▶ **WHAT YOU HAVE TO DO**: Find "Which region of this scan contains the parked" in the material below, then copy that line and every subsequent line to the end, exactly.

▶ **DATA IN THIS EXERCISE**:
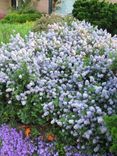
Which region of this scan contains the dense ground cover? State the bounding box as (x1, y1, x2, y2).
(0, 6, 41, 45)
(0, 22, 34, 44)
(0, 19, 117, 155)
(0, 125, 89, 156)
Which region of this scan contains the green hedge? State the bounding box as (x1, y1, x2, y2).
(1, 12, 42, 23)
(72, 0, 117, 35)
(104, 115, 117, 154)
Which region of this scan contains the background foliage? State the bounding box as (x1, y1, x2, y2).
(104, 115, 117, 154)
(72, 0, 117, 35)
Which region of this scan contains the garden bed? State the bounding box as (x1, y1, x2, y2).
(0, 18, 117, 155)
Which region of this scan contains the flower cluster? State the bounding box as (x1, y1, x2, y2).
(0, 124, 113, 156)
(0, 20, 117, 154)
(0, 125, 35, 156)
(0, 125, 92, 156)
(36, 137, 58, 156)
(36, 138, 88, 156)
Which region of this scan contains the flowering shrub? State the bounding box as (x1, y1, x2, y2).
(0, 125, 35, 156)
(0, 125, 88, 156)
(36, 138, 89, 156)
(0, 20, 117, 155)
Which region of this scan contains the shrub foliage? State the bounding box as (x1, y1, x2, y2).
(104, 115, 117, 154)
(1, 12, 41, 23)
(32, 15, 74, 32)
(72, 0, 117, 35)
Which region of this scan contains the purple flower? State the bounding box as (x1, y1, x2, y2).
(0, 125, 35, 156)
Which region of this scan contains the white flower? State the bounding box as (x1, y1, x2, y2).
(74, 124, 79, 130)
(43, 111, 49, 116)
(19, 75, 22, 79)
(68, 119, 74, 124)
(16, 95, 20, 101)
(100, 126, 107, 134)
(87, 111, 92, 117)
(83, 92, 88, 99)
(95, 86, 102, 94)
(6, 88, 12, 92)
(94, 145, 100, 152)
(8, 100, 12, 104)
(93, 139, 97, 144)
(57, 121, 62, 127)
(84, 119, 90, 125)
(85, 80, 89, 85)
(97, 117, 103, 124)
(51, 119, 55, 124)
(21, 101, 26, 106)
(89, 106, 95, 112)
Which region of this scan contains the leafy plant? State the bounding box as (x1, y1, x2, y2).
(1, 12, 41, 23)
(0, 22, 33, 44)
(32, 15, 75, 32)
(110, 53, 117, 73)
(104, 115, 117, 154)
(72, 0, 117, 35)
(32, 14, 64, 32)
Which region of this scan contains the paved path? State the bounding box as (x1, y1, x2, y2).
(55, 0, 76, 15)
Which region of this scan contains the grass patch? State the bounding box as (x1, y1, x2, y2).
(0, 22, 34, 44)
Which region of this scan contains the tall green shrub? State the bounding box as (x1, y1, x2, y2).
(72, 0, 117, 35)
(1, 12, 41, 23)
(104, 115, 117, 154)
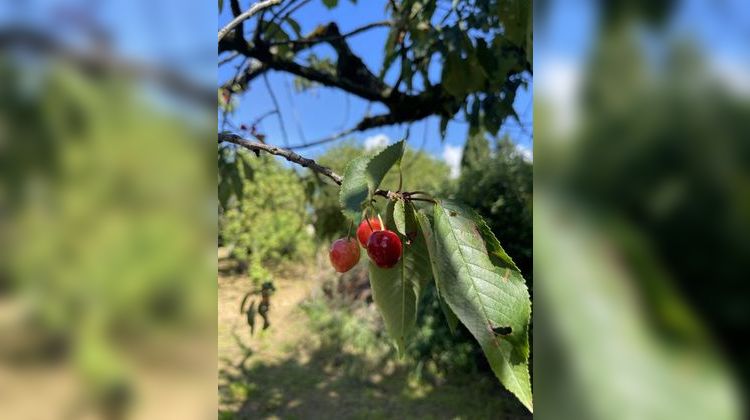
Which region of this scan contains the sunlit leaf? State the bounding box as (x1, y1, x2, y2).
(431, 200, 533, 411)
(365, 139, 405, 197)
(393, 199, 406, 235)
(285, 17, 302, 38)
(322, 0, 338, 9)
(339, 154, 371, 223)
(369, 201, 431, 355)
(415, 210, 459, 334)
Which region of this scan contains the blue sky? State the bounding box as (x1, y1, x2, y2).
(536, 0, 750, 135)
(218, 1, 533, 170)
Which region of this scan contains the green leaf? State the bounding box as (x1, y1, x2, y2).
(365, 139, 405, 197)
(482, 95, 502, 135)
(442, 51, 486, 97)
(415, 210, 459, 334)
(441, 52, 466, 97)
(380, 28, 400, 79)
(218, 0, 224, 13)
(285, 17, 302, 38)
(339, 154, 371, 222)
(369, 202, 431, 355)
(431, 200, 533, 411)
(498, 0, 531, 50)
(468, 97, 481, 136)
(393, 199, 406, 235)
(322, 0, 338, 9)
(384, 198, 396, 230)
(263, 22, 289, 43)
(439, 116, 449, 140)
(474, 209, 521, 273)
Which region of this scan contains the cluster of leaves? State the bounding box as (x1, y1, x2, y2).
(219, 0, 531, 139)
(2, 61, 214, 414)
(219, 148, 313, 282)
(379, 0, 532, 137)
(338, 139, 533, 411)
(305, 141, 451, 240)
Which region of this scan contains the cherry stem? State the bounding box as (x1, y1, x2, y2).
(409, 197, 437, 204)
(364, 206, 374, 231)
(346, 219, 354, 239)
(397, 166, 403, 192)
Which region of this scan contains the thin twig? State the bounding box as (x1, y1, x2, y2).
(264, 0, 312, 40)
(262, 73, 289, 146)
(282, 76, 308, 143)
(219, 51, 240, 66)
(251, 109, 278, 126)
(219, 133, 342, 184)
(218, 0, 283, 42)
(267, 20, 392, 46)
(409, 197, 437, 204)
(219, 133, 390, 198)
(286, 125, 358, 150)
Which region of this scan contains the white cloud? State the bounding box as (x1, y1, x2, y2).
(442, 144, 463, 179)
(364, 133, 390, 151)
(537, 56, 582, 137)
(712, 56, 750, 96)
(517, 144, 533, 162)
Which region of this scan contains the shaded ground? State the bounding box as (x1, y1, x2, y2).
(218, 254, 531, 420)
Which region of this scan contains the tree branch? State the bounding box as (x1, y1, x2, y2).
(286, 125, 358, 150)
(220, 60, 268, 93)
(219, 132, 342, 185)
(262, 73, 289, 145)
(218, 0, 283, 42)
(219, 132, 389, 198)
(266, 20, 392, 46)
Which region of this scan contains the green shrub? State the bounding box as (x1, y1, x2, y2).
(221, 152, 313, 282)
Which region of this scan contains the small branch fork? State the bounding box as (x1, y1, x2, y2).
(219, 133, 399, 199)
(218, 0, 283, 42)
(220, 132, 342, 184)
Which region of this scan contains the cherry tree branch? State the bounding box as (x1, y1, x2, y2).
(218, 132, 389, 197)
(219, 132, 342, 185)
(218, 0, 283, 42)
(266, 20, 392, 46)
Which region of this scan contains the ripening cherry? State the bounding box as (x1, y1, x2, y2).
(356, 217, 383, 247)
(329, 238, 361, 273)
(366, 230, 402, 268)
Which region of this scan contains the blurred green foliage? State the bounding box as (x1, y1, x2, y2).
(534, 7, 746, 419)
(220, 150, 314, 282)
(0, 60, 214, 417)
(563, 29, 750, 375)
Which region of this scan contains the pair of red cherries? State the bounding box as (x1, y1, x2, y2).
(329, 218, 402, 272)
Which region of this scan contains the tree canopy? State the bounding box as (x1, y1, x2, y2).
(218, 0, 532, 144)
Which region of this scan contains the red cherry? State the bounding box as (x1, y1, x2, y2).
(366, 230, 402, 268)
(356, 217, 383, 247)
(329, 238, 360, 273)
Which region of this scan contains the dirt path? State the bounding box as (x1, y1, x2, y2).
(218, 253, 530, 420)
(218, 272, 314, 366)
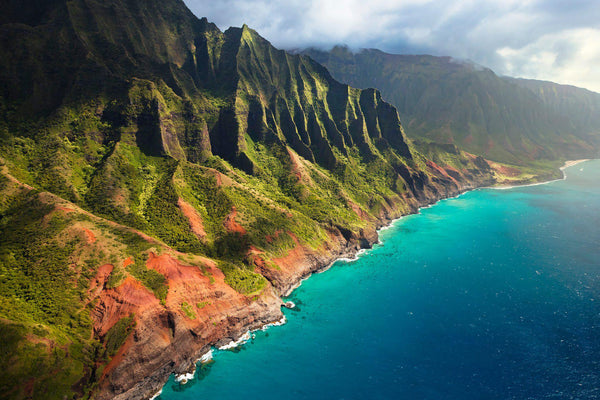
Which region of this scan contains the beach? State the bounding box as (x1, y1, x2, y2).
(560, 159, 590, 170)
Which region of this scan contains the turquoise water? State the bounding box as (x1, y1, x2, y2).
(158, 160, 600, 400)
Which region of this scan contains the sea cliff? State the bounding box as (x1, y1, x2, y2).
(105, 169, 494, 400)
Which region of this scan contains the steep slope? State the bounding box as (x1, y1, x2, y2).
(302, 46, 600, 167)
(0, 1, 496, 399)
(0, 167, 282, 399)
(510, 77, 600, 146)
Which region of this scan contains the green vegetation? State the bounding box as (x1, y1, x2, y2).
(219, 262, 267, 296)
(197, 301, 211, 309)
(144, 166, 205, 254)
(106, 267, 125, 289)
(180, 302, 196, 320)
(105, 315, 135, 356)
(177, 162, 232, 238)
(2, 0, 586, 398)
(127, 257, 168, 303)
(0, 192, 106, 399)
(305, 46, 600, 167)
(109, 224, 154, 255)
(0, 321, 88, 400)
(0, 195, 84, 331)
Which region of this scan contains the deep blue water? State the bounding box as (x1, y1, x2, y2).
(158, 160, 600, 400)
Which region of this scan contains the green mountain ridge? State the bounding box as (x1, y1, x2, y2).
(0, 1, 499, 399)
(509, 77, 600, 138)
(302, 46, 600, 165)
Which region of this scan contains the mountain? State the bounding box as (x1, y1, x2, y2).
(302, 46, 600, 166)
(0, 1, 497, 399)
(510, 77, 600, 139)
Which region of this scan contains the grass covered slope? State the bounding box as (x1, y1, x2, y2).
(0, 167, 157, 398)
(0, 166, 279, 399)
(0, 1, 496, 399)
(303, 46, 600, 169)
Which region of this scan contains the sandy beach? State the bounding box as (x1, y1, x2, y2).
(489, 159, 592, 190)
(560, 159, 590, 170)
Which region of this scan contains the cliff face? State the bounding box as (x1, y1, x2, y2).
(302, 46, 600, 166)
(509, 77, 600, 153)
(0, 1, 498, 399)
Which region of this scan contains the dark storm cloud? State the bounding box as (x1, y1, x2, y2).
(183, 0, 600, 92)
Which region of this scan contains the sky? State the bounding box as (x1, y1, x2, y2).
(183, 0, 600, 93)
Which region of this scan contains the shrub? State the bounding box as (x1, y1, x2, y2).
(219, 262, 267, 296)
(180, 302, 196, 319)
(104, 315, 135, 356)
(127, 257, 168, 303)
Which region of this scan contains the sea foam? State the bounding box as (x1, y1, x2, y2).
(149, 389, 162, 400)
(175, 372, 194, 384)
(198, 349, 213, 363)
(218, 331, 251, 350)
(261, 315, 287, 331)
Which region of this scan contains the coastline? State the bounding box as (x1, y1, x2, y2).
(141, 159, 594, 400)
(560, 159, 589, 170)
(153, 155, 600, 400)
(213, 159, 593, 330)
(279, 186, 484, 298)
(487, 159, 590, 190)
(149, 183, 488, 399)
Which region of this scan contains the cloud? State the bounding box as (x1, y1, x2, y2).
(496, 28, 600, 91)
(183, 0, 600, 92)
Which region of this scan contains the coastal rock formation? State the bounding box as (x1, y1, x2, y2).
(282, 301, 295, 309)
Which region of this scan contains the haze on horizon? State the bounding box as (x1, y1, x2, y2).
(183, 0, 600, 93)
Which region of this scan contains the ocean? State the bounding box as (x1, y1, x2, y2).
(157, 160, 600, 400)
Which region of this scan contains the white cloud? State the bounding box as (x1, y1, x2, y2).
(496, 28, 600, 92)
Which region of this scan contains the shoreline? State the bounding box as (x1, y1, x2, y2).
(143, 160, 593, 399)
(318, 192, 471, 269)
(237, 158, 595, 328)
(159, 185, 484, 396)
(486, 159, 590, 190)
(280, 189, 480, 299)
(560, 159, 589, 170)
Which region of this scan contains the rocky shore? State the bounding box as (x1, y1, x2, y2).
(103, 171, 495, 400)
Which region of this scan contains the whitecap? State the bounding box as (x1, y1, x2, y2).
(149, 389, 162, 400)
(218, 331, 251, 350)
(175, 371, 195, 384)
(337, 257, 359, 263)
(198, 349, 213, 363)
(261, 315, 287, 331)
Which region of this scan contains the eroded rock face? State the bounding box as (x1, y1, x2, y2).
(91, 253, 283, 400)
(91, 228, 368, 399)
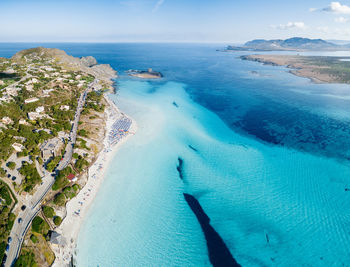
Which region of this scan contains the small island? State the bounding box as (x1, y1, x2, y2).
(126, 68, 162, 79)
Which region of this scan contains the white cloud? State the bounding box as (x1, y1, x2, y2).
(272, 22, 306, 30)
(317, 26, 330, 33)
(335, 16, 349, 22)
(152, 0, 165, 13)
(309, 7, 317, 12)
(323, 2, 350, 14)
(316, 26, 350, 36)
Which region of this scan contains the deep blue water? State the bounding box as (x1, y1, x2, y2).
(2, 43, 350, 160)
(2, 43, 350, 266)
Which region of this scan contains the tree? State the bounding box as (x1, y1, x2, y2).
(0, 186, 12, 205)
(63, 186, 76, 199)
(53, 216, 62, 226)
(7, 161, 16, 170)
(78, 129, 88, 137)
(19, 162, 41, 192)
(74, 157, 88, 172)
(30, 234, 38, 244)
(46, 156, 60, 172)
(14, 249, 37, 267)
(52, 167, 72, 191)
(0, 168, 6, 177)
(42, 206, 55, 218)
(31, 216, 49, 236)
(53, 193, 66, 206)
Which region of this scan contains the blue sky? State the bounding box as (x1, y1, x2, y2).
(1, 0, 350, 43)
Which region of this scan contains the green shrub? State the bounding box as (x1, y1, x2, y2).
(37, 157, 43, 165)
(46, 156, 60, 172)
(0, 186, 12, 205)
(30, 234, 38, 244)
(31, 216, 49, 236)
(53, 216, 62, 226)
(63, 186, 76, 199)
(72, 184, 80, 192)
(74, 157, 88, 172)
(19, 162, 41, 192)
(78, 129, 88, 137)
(52, 167, 72, 191)
(7, 213, 15, 230)
(53, 193, 66, 206)
(14, 249, 37, 267)
(7, 161, 16, 170)
(0, 242, 6, 264)
(42, 206, 55, 218)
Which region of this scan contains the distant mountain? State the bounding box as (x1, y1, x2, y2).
(227, 37, 349, 51)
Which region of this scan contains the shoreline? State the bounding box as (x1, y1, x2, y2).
(241, 54, 350, 84)
(51, 94, 137, 267)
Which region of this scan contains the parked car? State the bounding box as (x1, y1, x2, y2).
(11, 176, 16, 181)
(2, 255, 7, 264)
(18, 218, 22, 223)
(7, 237, 12, 243)
(21, 205, 26, 211)
(5, 244, 9, 251)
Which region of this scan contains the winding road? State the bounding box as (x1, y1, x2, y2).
(4, 80, 97, 267)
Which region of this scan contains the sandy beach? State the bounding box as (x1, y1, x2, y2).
(51, 96, 137, 267)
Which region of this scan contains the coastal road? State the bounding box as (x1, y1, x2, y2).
(4, 80, 96, 267)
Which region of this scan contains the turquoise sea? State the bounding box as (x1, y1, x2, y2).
(1, 44, 350, 266)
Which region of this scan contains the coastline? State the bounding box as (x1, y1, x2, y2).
(241, 54, 350, 84)
(51, 94, 137, 267)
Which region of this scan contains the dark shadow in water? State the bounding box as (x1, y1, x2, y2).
(176, 157, 184, 180)
(188, 145, 198, 152)
(183, 193, 241, 267)
(173, 101, 179, 108)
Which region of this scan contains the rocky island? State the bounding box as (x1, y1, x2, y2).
(126, 68, 162, 79)
(0, 47, 135, 267)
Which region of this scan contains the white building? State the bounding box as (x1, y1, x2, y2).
(6, 87, 19, 96)
(12, 143, 24, 152)
(19, 119, 29, 125)
(42, 89, 54, 97)
(44, 67, 55, 72)
(0, 95, 12, 103)
(35, 106, 44, 113)
(26, 85, 34, 91)
(24, 97, 39, 104)
(60, 105, 70, 111)
(27, 112, 42, 121)
(2, 117, 13, 125)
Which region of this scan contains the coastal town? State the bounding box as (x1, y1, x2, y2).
(0, 47, 133, 266)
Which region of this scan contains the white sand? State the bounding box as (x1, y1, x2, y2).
(52, 96, 137, 267)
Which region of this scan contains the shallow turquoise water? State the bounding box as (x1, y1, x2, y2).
(1, 43, 350, 266)
(76, 80, 350, 266)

▶ **SOLVED EXERCISE**:
Which region of this scan contains the parked car? State the bounding box as (x1, y1, x2, y2).
(11, 176, 16, 181)
(2, 255, 7, 264)
(18, 218, 22, 223)
(7, 237, 12, 243)
(21, 205, 26, 211)
(5, 244, 9, 251)
Which region of this scan contains the winding road? State the bounding box as (x1, y1, x2, y2).
(4, 80, 97, 267)
Which region of this scan contains the sandy beach? State the bounding box as (x1, y1, x2, y2).
(51, 96, 137, 267)
Which region of this scan contains the coastal road? State the bounding box as (x1, y1, x2, y2).
(4, 80, 96, 267)
Which region of this scan contains the turquoise sea? State the bounding box as (x1, y1, x2, y2).
(1, 44, 350, 266)
Which region of this scan contains the coastline? State the bounding box as (x1, y1, x2, y2).
(241, 54, 350, 84)
(51, 94, 137, 267)
Which region of this scan contains the dark shadow in water? State the bounding box as (x1, y1, x2, y2).
(176, 157, 184, 180)
(188, 145, 198, 152)
(183, 193, 241, 267)
(173, 101, 179, 108)
Which region of this scan contains the rocky island? State the bounding box as (x1, y1, x2, y2).
(126, 68, 162, 79)
(0, 47, 135, 267)
Which region of this scan contains the white building? State the bounding box as (x1, y1, x2, y2).
(6, 87, 19, 96)
(12, 143, 24, 152)
(19, 119, 29, 125)
(42, 89, 54, 97)
(44, 67, 55, 72)
(0, 95, 12, 103)
(35, 106, 44, 113)
(26, 85, 34, 91)
(24, 97, 39, 104)
(60, 105, 70, 111)
(27, 112, 42, 121)
(2, 117, 13, 125)
Which region of this scan contains the coastal town? State the bounding box as (x1, y1, x2, y2).
(0, 47, 133, 266)
Which region of this scan contains the white sand? State the bounding box as (x1, y1, x2, y2).
(52, 96, 137, 267)
Which region of this scan contains the shallow turquoise water? State the bounding box as (x1, y1, x2, y2).
(1, 43, 350, 266)
(76, 80, 350, 266)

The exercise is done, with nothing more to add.